Task requirements >>
1. Which risk factors for coronary heart disease does the prevention text say can't be controlled?
2. Carry on the text about preventing coronary heart disease from its last sentence.

Excerpted text >>
++++
You can prevent and control coronary heart disease (CHD) by taking action to control your risk factors with heart-healthy lifestyle changes and medicines. Examples of risk factors you can control include high blood cholesterol, high blood pressure, and overweight and obesity. Only a few risk factors—such as age, gender, and family history—can’t be controlled.
Your risk for CHD increases with the number of risk factors you have. To reduce your risk of CHD and heart attack, try to control each risk factor you have by adopting the following heart-healthy lifestyles:
- Heart-healthy eating
- Maintaining a healthy weight
- Managing stress
- Physical activity
- Quitting smoking
Know your family history of health problems related to CHD. If you or someone in your family has CHD, be sure to tell your doctor. If lifestyle changes aren’t enough, you also may need medicines to control your CHD risk factors.
++++
Recorded data >>
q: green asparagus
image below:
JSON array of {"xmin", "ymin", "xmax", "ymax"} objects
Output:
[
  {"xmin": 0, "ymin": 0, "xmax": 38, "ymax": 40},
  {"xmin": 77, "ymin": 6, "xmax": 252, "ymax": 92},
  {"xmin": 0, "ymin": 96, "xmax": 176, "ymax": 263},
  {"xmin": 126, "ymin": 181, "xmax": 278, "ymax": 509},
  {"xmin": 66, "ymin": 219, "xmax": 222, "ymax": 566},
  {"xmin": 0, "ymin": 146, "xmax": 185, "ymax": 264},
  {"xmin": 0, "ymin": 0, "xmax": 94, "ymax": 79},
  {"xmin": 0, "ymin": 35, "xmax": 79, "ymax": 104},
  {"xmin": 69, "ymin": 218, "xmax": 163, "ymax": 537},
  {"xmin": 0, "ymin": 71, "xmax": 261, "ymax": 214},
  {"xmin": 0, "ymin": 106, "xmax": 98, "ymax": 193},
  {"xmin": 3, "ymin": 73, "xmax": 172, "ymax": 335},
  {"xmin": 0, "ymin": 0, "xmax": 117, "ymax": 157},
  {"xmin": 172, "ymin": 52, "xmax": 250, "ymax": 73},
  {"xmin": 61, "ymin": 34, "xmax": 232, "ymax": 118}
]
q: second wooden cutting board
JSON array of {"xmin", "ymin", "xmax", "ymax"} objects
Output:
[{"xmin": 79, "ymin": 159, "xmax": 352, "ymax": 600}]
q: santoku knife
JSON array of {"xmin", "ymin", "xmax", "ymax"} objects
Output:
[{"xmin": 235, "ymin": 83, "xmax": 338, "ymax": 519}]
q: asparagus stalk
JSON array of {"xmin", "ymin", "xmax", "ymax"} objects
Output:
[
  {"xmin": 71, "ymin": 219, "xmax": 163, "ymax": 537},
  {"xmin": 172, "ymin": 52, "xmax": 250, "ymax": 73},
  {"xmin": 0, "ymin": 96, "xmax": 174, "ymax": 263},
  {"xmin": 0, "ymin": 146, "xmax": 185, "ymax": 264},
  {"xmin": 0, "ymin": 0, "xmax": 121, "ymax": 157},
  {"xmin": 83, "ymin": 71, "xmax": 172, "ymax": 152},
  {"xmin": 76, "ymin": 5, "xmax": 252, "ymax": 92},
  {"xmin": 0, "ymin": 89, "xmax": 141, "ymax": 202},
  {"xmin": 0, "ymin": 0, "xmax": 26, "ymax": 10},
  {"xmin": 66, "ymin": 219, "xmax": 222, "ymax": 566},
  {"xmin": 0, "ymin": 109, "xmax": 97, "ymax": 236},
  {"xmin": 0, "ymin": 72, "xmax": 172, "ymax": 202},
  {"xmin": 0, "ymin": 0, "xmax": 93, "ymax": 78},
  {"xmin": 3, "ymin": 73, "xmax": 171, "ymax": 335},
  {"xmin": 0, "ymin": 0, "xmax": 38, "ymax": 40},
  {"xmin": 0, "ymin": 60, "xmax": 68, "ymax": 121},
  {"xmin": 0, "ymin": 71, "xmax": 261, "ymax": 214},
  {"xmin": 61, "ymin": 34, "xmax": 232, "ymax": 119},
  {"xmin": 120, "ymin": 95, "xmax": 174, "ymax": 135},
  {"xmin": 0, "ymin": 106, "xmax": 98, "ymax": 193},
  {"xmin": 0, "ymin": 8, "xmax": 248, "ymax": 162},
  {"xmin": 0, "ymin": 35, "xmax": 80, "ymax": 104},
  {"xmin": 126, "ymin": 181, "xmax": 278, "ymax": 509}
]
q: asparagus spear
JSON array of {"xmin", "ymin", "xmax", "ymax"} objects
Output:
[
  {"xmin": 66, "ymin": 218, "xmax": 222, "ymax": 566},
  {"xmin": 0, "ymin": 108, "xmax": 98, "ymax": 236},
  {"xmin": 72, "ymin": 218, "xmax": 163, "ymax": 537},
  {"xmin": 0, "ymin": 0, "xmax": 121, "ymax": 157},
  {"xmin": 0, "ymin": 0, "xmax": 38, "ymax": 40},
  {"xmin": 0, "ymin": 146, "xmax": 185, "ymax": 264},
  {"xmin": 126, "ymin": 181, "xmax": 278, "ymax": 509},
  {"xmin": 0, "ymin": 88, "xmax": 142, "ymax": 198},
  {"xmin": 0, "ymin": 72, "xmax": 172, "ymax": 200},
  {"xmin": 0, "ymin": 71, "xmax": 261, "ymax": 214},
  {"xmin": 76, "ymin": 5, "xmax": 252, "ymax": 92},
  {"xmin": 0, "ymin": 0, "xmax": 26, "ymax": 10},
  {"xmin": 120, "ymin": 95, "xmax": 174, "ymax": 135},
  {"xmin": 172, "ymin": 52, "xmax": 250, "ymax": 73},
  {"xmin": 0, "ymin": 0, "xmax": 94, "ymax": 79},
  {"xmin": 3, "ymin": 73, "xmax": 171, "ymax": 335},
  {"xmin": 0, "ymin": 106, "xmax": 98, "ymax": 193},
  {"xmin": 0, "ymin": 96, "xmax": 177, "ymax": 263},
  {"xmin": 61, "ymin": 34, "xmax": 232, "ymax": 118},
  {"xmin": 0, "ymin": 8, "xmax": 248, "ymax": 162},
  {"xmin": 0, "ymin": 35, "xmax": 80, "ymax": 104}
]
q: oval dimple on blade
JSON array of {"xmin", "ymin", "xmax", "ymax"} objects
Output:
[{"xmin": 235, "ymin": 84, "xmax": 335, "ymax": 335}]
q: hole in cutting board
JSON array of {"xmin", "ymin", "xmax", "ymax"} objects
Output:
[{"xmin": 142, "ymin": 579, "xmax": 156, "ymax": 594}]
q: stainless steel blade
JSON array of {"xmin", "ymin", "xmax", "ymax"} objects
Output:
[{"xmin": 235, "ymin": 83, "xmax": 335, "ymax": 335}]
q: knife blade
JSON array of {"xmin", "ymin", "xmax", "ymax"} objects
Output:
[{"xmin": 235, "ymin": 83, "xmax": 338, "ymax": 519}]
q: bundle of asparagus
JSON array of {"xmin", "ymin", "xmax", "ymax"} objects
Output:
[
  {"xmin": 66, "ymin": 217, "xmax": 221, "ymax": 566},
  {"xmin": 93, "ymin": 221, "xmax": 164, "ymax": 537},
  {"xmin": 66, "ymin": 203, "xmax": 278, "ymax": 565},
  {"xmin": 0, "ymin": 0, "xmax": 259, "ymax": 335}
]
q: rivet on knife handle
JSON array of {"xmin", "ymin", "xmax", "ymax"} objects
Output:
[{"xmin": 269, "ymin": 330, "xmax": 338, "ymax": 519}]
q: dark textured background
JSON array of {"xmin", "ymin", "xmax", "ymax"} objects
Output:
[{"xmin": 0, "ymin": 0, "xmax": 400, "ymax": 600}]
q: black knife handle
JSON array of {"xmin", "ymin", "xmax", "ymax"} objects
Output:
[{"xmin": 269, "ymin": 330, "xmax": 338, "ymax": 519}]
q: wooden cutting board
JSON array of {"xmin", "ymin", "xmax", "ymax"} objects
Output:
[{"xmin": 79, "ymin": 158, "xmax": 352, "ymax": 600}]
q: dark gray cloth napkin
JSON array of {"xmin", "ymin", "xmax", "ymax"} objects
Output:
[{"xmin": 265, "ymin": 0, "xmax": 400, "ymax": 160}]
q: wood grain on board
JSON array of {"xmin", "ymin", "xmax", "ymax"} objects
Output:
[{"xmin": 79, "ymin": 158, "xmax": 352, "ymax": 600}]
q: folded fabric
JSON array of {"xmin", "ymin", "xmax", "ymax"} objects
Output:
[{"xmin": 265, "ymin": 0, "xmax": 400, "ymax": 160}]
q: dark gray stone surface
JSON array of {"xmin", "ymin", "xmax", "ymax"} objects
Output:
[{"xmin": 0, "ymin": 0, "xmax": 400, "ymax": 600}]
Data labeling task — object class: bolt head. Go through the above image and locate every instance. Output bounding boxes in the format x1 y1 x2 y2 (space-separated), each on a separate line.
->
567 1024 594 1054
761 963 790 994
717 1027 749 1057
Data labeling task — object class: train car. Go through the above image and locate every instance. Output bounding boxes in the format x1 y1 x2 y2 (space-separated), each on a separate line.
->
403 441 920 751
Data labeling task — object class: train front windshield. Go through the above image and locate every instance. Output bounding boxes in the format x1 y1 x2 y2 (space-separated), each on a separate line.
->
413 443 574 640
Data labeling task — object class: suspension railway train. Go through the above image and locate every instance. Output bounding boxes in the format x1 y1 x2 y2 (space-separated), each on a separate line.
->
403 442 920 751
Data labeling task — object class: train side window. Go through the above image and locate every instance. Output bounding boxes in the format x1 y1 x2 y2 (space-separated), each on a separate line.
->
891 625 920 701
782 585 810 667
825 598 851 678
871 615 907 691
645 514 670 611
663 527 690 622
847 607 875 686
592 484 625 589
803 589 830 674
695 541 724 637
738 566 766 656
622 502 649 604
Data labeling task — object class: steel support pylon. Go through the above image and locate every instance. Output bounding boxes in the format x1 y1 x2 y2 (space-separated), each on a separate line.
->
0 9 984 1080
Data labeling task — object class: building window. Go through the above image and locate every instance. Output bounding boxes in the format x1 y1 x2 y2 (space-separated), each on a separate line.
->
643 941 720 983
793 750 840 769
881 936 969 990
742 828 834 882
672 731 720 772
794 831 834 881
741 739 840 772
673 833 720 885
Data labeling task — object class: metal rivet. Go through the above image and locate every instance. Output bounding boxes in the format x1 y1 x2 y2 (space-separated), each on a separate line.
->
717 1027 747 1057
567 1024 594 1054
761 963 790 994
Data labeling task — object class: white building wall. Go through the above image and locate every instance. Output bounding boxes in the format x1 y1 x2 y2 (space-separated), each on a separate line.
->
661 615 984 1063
++++
Answers by item >>
1. Age, gender, and family history.

2.
Here’s what you can do to reduce the risk of a major disability or even death:
- Do not smoke or use any tobacco products
- Adopt healthy eating habits
- Exercise regularly
- Reduce high blood pressure
- Keep your cholesterol levels under control
- If you are diabetic, control your blood sugar level
- Reduce stress
- Communicate your family health history to your doctor, particularly if a blood relative had poor circulation, high blood pressure, high cholesterol or cardiovascular disease
Get regular physical examinations from your doctor
Cardiovascular disease is a serious and unremitting problem in the United States and the world. Screening individuals with risk factors (such as elevated age, high blood pressure, high cholesterol, a family history, diabetes, and smoking) may be useful to identify people with undiagnosed disease who could then benefit from lifestyle changes, medications, and a variety of treatment options.
More research needs to be done to define those most likely to benefit, but earlier identification of disease may improve health outcomes. Importantly, screening provides an educational opportunity that can happen in many settings: the hospital, family physician’s office, health fairs, and community settings. The focus should be on accessibility and evidence-based application of findings, so those at risk can benefit.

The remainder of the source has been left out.